=== Stored records ===
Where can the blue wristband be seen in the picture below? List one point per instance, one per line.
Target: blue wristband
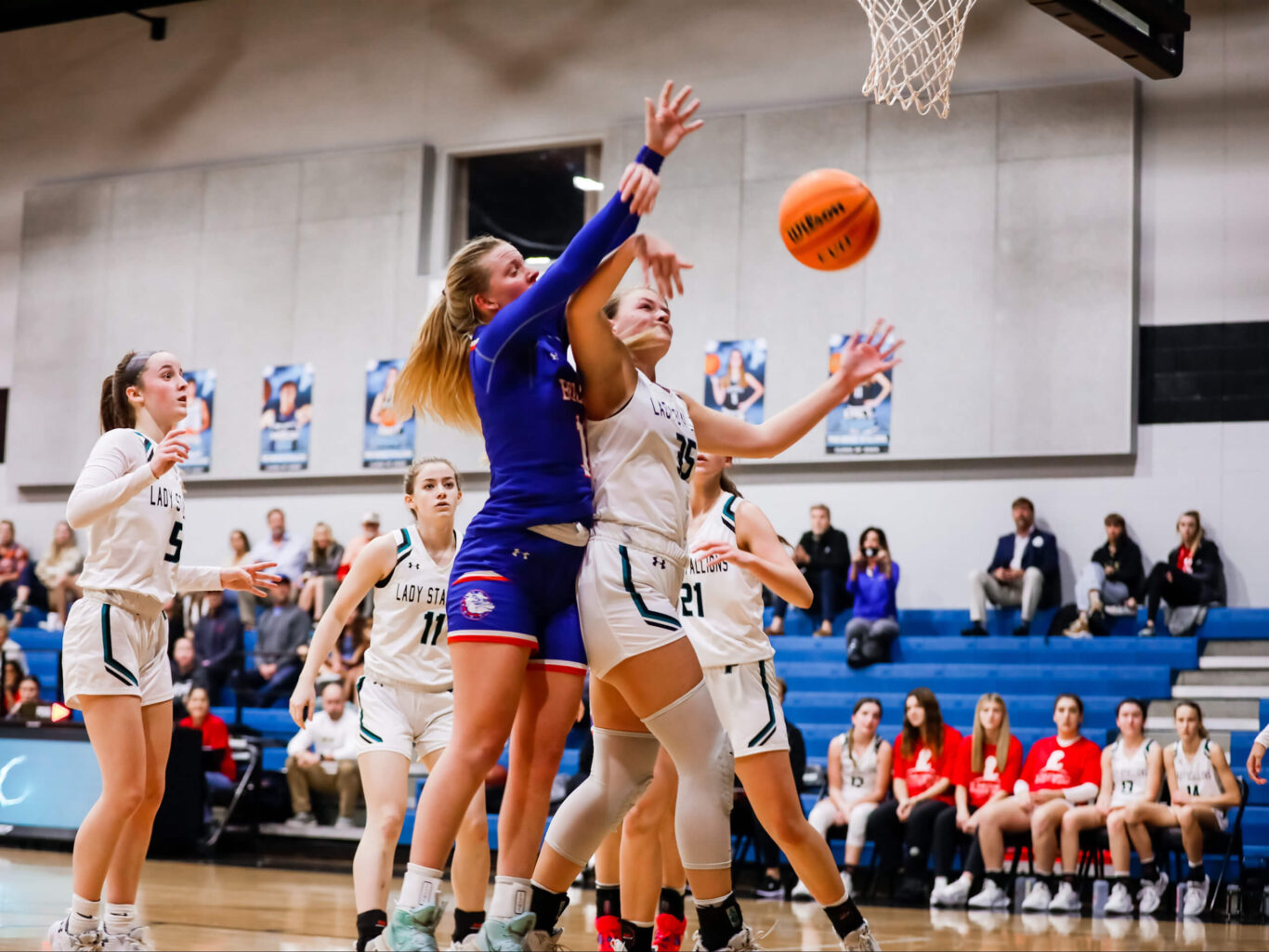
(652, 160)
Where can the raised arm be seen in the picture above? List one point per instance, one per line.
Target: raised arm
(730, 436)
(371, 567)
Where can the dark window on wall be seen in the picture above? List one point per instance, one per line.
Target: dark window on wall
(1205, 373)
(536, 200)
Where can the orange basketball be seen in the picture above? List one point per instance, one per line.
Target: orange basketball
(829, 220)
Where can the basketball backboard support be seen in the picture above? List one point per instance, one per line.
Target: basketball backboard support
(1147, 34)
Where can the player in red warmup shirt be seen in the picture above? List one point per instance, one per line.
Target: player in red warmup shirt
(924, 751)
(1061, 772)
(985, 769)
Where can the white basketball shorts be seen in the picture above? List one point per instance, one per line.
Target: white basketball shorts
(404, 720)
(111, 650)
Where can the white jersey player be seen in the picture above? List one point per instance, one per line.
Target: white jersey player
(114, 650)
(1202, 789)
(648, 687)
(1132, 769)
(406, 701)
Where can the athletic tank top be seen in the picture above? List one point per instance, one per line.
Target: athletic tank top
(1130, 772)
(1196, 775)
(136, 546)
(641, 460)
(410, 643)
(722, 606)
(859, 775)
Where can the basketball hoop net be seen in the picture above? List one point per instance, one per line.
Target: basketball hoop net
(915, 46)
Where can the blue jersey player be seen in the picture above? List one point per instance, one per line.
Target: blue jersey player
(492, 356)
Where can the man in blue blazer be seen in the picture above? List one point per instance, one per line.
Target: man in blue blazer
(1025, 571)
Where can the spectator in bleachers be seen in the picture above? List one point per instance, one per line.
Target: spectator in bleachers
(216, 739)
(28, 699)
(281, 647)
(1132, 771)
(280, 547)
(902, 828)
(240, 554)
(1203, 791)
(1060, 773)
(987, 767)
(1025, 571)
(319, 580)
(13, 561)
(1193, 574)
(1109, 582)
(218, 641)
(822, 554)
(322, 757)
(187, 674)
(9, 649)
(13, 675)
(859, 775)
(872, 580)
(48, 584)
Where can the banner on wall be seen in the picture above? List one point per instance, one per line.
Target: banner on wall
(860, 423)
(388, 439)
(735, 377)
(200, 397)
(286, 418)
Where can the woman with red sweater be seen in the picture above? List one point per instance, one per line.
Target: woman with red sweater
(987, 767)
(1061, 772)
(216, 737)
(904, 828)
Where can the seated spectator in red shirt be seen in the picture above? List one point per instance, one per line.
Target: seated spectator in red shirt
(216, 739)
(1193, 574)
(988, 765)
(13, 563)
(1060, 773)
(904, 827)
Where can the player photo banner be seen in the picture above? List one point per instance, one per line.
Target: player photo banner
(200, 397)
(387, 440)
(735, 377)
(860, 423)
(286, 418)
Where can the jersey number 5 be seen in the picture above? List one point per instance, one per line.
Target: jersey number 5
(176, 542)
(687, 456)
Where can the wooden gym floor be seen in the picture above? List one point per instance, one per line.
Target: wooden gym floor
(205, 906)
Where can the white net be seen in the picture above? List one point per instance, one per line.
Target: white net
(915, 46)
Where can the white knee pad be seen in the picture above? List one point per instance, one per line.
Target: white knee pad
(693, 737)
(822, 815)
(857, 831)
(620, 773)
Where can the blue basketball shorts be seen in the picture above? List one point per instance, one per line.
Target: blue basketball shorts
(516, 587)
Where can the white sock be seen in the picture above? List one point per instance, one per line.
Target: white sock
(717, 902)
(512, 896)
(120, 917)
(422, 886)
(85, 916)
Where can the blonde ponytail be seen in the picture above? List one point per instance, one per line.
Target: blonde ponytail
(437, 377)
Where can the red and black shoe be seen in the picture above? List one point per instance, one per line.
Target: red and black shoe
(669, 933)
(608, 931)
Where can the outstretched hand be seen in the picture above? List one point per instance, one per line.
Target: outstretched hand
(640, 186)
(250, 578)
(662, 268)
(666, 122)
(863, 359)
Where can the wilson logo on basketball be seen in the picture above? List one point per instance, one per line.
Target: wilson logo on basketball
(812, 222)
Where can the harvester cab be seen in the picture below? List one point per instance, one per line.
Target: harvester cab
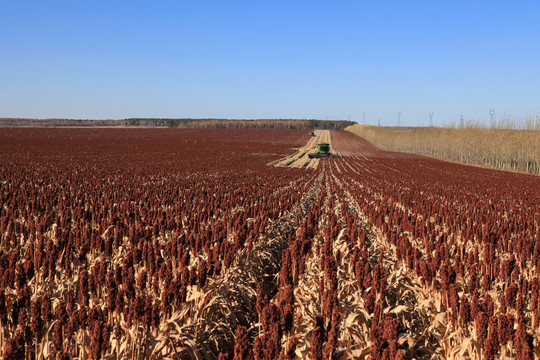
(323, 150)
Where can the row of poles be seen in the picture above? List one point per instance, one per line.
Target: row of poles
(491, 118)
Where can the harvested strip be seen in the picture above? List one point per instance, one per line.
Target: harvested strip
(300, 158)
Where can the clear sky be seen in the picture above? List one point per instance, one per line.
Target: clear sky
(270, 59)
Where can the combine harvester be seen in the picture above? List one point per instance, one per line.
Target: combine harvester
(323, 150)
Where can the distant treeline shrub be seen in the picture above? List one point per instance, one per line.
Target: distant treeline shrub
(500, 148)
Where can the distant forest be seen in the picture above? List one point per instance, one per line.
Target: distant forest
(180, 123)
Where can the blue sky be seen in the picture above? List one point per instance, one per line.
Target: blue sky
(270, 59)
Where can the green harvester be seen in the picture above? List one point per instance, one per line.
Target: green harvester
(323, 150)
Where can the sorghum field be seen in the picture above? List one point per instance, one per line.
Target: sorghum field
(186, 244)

=== Directions for this task ===
In all of the entries above, switch "one point per instance" to "one coordinate pair per instance" and leave everything else unchanged. Omit the pictures from the reproduced entries.

=== Answer to the exercise ===
Where can the blue wristband be seen in the picture below? List one coordinate pair per instance, one per line.
Target: blue wristband
(652, 160)
Where can the raised arm be seen in the picture above? List one coordinate pair per instance, one per line.
Target: raised arm
(730, 436)
(371, 567)
Where can the dark window on wall be seen in the picture above? List one coordinate pair per instance, one per line.
Target: dark window on wall
(1205, 373)
(536, 200)
Where can the orange basketball be seen in the picture above? List one coordinate pair per instance, one per line.
Target: orange basketball
(829, 220)
Where can the basketball backboard support be seen in the picture above? List one coordinate pair per instance, one per line.
Target: basketball backboard support
(1147, 34)
Where can the player in red warmup shirt be seen in the picture above? List one coordinate pair per instance, one per line.
Target: player in red warmup shirt
(924, 751)
(1061, 772)
(985, 769)
Where can the white basketball shorts be seen in the picture above? List one coordinate pair per instance, one per line.
Target: white basketball shorts
(404, 720)
(111, 650)
Where can the white jersey player be seen in the picture above? List one coordinate pair per instance, one per line.
Target: white jersey player
(114, 650)
(1202, 789)
(648, 687)
(1132, 769)
(406, 701)
Where can the athletic tank top be seen in the picture above? List one coordinate pair per instance, one per line.
Target: athletic tank top
(1130, 772)
(1196, 775)
(136, 546)
(641, 460)
(410, 643)
(722, 606)
(859, 775)
Where can the basketball hoop net be seen in the picture above? List one coordinate pair per instance, one per line.
Target: basketball hoop net
(915, 46)
Where can the blue jersey player be seen in the picture above? List one coordinate pair per instance, one per line.
Target: blue jersey player
(492, 356)
Where can the man in blue blazer be seen in the picture above? List one coordinate pair per instance, one per line.
Target: man in blue blazer
(1025, 571)
Where can the spectator in bleachers be seen in the picture above? List one coordinate pair per instance, one per line.
Target: spectator in bleachers
(216, 739)
(28, 699)
(281, 647)
(1132, 771)
(280, 547)
(902, 828)
(240, 554)
(1203, 791)
(1060, 773)
(987, 767)
(1025, 571)
(319, 580)
(13, 561)
(1193, 574)
(1109, 582)
(218, 641)
(822, 554)
(322, 757)
(187, 674)
(9, 649)
(13, 675)
(859, 775)
(872, 580)
(48, 584)
Where can the banner on wall be seen in the picture above? List one coordinate pair per instance, one per line.
Target: banner on wall
(860, 423)
(388, 439)
(735, 377)
(200, 397)
(286, 418)
Where can the woman with red sweater be seen in the picture above? List one coordinate pair per instance, one per line.
Target: woman with red sweater
(987, 767)
(1061, 772)
(216, 737)
(904, 828)
Where can the seated spectator in red shirt be seen in the picture above? List one coordinate pair per instance, one per line.
Target: seated spectator in red shirt
(216, 739)
(1193, 574)
(988, 765)
(13, 563)
(1060, 773)
(904, 827)
Where can the player photo banner be seen in the picture above? List one coordinate pair per instance, one per line.
Target: player photo banner
(200, 397)
(387, 440)
(735, 377)
(860, 423)
(286, 418)
Where can the jersey number 5 be seen in the picture above? List one coordinate pair per instance, one per line.
Target: jersey number 5
(176, 542)
(687, 456)
Where can the wooden gym floor be seen in the picture above? List one coordinate pair per instance, one per line.
Target: wooden gym floor
(205, 906)
Where can the white net be seen in the picture above? List one coordinate pair per instance, one per line.
Target: white net
(915, 46)
Where can the white knee pad be seen in the picture above? List one coordinate pair per instance, one per line.
Target: white knee pad
(693, 737)
(822, 815)
(857, 831)
(620, 773)
Where can the blue basketball shorts be seen in the picture above? List one coordinate pair per instance, one per line.
Target: blue basketball shorts
(516, 587)
Where can the white sock be seen in the picture above? List one coordinate pair per instance, one per line.
Target: white sock
(717, 902)
(512, 896)
(120, 917)
(422, 886)
(85, 916)
Where can the blonde ponytail be seen in the picture above? List one coordinate pair per instance, one per line.
Target: blonde ponytail
(437, 377)
Where can the red and black shoe be seen in the picture above? List one coordinate pair per instance, one per line.
Target: red and black shoe
(669, 933)
(608, 931)
Where can the outstretched hand be seen in the picture above? List one coordinate pair per instance, one per line.
Target: outstretched hand
(640, 186)
(250, 578)
(662, 268)
(666, 122)
(863, 359)
Where can the wilson logo on basketball be seen in the picture above? List one coordinate pair per instance, one per line.
Target: wilson logo on basketball
(812, 222)
Where can the harvester cab be seen in the picture below? List one coordinate pair per instance, one per line.
Target: harvester cab
(323, 150)
Where can the row of poles be seen in the picture above? List one coordinate pair per instance, one per line.
Target: row of poles
(491, 118)
Where can the harvested strip be seen in the picture above? List one coordinate pair per instance, one per line.
Target: harvested strip
(300, 158)
Where can the clear sky be seen in the picture above? List one coordinate pair per instance, one per line.
Target: clear sky
(270, 59)
Where can the combine harvester be seen in the picture above? List one coordinate pair per instance, one per line.
Target: combine harvester
(323, 150)
Where can the distant treeline shrub be seen in the picture above? List one coordinate pair per instance, one per line.
Target: distant treeline shrub
(500, 148)
Where can the distant forest be seen in the picture above? List one coordinate pair per instance, one per line.
Target: distant forest
(180, 123)
Where can the blue sky be seen in the picture above? List one coordinate pair per instance, one per line.
Target: blue sky
(270, 59)
Where can the green harvester be seen in the picture above? List one coordinate pair per instance, one per line.
Target: green harvester
(323, 150)
Where can the sorghum field be seen in the picture above? List one coordinate pair per instance, one per line.
Target: sorghum field
(186, 244)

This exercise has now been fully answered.